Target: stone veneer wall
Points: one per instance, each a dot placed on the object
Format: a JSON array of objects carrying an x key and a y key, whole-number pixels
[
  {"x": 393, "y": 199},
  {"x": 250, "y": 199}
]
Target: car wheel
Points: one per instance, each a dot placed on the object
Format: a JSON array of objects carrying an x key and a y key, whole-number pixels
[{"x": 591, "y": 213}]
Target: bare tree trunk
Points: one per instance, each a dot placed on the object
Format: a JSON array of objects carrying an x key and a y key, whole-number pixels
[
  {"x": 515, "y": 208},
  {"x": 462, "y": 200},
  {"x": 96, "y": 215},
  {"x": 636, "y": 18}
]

━━━━━━━━━━━━━━━━

Rescale the entries above: write out every line again, requests included, with each x and y coordinate in the answers multiplied by 0.75 and rounded to a whole number, halves rounded up. Leave the numbers in the requests unchanged.

Target: stone veneer wall
Points: one per instance, each a dot placed on the object
Format: a JSON array of objects carrying an x key and a y key, whole-number pixels
[
  {"x": 295, "y": 149},
  {"x": 188, "y": 149}
]
Target: car wheel
Points: one per instance, each a dot placed on the object
Format: a JSON array of objects carrying an x key and a y key, whole-number pixels
[{"x": 443, "y": 160}]
Target: bare tree trunk
Points: one per instance, each a dot placed on the object
Format: a JSON array of objects carrying an x key and a y key, whole-number pixels
[
  {"x": 386, "y": 156},
  {"x": 347, "y": 150},
  {"x": 72, "y": 161},
  {"x": 477, "y": 14}
]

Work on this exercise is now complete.